> [Exercise goal]
Copy out the entries verbatim, beginning at the line that contains "</instance>" and continuing through the line that contains "rough mask: <svg".
BEGIN Data
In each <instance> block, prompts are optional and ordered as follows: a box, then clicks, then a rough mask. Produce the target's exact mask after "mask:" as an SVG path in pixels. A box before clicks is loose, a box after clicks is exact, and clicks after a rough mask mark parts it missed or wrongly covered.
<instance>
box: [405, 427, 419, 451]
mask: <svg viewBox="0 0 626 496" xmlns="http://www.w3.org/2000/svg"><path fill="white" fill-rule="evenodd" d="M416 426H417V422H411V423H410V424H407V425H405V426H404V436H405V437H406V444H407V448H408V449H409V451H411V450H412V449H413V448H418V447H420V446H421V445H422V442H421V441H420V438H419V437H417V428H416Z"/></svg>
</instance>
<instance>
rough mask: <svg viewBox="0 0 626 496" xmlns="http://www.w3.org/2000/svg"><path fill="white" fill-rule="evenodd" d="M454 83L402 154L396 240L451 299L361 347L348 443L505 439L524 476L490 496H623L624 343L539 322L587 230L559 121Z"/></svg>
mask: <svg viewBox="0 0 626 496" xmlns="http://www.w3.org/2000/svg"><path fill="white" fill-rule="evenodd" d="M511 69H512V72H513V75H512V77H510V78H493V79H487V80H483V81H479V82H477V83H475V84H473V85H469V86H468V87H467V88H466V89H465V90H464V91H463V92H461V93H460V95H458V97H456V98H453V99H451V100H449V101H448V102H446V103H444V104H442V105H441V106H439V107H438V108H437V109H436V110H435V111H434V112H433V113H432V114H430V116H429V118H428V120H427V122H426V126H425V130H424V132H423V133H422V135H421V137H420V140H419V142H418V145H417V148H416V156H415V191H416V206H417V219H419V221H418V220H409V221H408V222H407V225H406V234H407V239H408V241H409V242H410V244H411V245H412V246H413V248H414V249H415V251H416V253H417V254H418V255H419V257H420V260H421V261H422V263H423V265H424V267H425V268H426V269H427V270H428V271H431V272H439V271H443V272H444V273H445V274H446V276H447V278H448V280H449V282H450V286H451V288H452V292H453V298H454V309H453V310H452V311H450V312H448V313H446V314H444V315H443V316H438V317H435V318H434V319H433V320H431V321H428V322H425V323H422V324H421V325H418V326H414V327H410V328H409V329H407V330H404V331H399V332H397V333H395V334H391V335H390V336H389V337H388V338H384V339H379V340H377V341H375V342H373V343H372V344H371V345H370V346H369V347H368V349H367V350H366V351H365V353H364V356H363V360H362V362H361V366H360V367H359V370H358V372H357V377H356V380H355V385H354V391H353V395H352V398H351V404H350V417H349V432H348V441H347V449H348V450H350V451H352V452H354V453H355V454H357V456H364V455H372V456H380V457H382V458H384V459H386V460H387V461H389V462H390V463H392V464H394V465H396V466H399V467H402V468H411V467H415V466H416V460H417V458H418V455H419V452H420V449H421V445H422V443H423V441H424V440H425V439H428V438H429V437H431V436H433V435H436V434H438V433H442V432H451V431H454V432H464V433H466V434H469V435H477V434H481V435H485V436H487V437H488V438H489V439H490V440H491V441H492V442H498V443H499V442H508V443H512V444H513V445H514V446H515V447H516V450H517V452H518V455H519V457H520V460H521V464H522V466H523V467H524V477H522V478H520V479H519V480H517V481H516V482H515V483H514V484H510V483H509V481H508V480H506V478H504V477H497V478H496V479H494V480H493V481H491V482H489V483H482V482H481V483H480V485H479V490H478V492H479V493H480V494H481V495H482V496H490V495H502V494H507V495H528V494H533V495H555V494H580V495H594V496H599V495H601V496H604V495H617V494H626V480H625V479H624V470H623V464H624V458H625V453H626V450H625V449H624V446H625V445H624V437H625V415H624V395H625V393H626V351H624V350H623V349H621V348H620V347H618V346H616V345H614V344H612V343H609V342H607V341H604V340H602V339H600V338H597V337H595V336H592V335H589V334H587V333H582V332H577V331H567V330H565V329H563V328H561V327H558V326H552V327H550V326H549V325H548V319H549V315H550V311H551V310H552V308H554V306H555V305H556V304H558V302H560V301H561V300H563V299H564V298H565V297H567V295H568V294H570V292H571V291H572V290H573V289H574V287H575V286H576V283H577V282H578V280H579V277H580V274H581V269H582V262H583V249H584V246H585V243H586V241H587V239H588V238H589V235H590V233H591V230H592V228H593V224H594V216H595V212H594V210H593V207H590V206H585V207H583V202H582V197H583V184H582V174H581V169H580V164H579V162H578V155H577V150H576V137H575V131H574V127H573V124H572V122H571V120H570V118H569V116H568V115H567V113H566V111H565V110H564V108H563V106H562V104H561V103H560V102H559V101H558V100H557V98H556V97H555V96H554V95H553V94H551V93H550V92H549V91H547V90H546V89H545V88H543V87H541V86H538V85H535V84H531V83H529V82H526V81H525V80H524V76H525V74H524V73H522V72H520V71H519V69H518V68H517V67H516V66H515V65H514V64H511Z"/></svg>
END Data
> [Result of this exercise]
</instance>
<instance>
rough mask: <svg viewBox="0 0 626 496" xmlns="http://www.w3.org/2000/svg"><path fill="white" fill-rule="evenodd" d="M454 83L402 154L396 240L451 299L361 347L348 443L505 439L524 476L490 496H623L624 343L539 322L587 230L559 121Z"/></svg>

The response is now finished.